── Dataset rows

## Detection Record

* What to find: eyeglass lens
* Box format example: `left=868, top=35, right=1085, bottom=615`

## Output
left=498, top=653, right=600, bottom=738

────

- _Instructions for the task_
Reproduce every line of the entries above verbatim.

- _Response to this task_
## Detection Record

* What to find: eyeglass lens
* Box format example: `left=868, top=35, right=1085, bottom=615`

## Output
left=498, top=653, right=600, bottom=738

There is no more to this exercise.